• **WHAT YOU NEED TO DO**
Find the line that contains "Each instance of the loaf". Repeat that line and all lines following it, exactly, through the end of the listing below.

• **GIVEN INFORMATION**
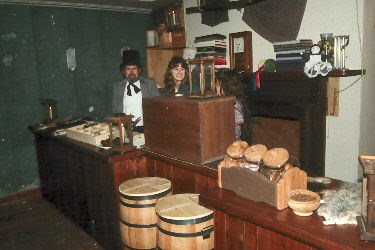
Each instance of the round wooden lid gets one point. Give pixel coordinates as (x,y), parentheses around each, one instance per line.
(255,152)
(145,186)
(181,207)
(276,157)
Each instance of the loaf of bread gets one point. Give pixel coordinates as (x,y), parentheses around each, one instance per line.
(276,157)
(237,149)
(255,152)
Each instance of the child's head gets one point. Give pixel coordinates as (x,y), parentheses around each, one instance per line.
(228,82)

• **RESPONSE TO THE TASK**
Each instance of the loaf of bread gets one point. Give pixel coordinates as (x,y), parentheses around each, one instance per line.
(276,157)
(237,149)
(255,152)
Each instance of the child's head gets one point. Give pixel coordinates as (x,y), parentheses around each, one instance per line.
(228,82)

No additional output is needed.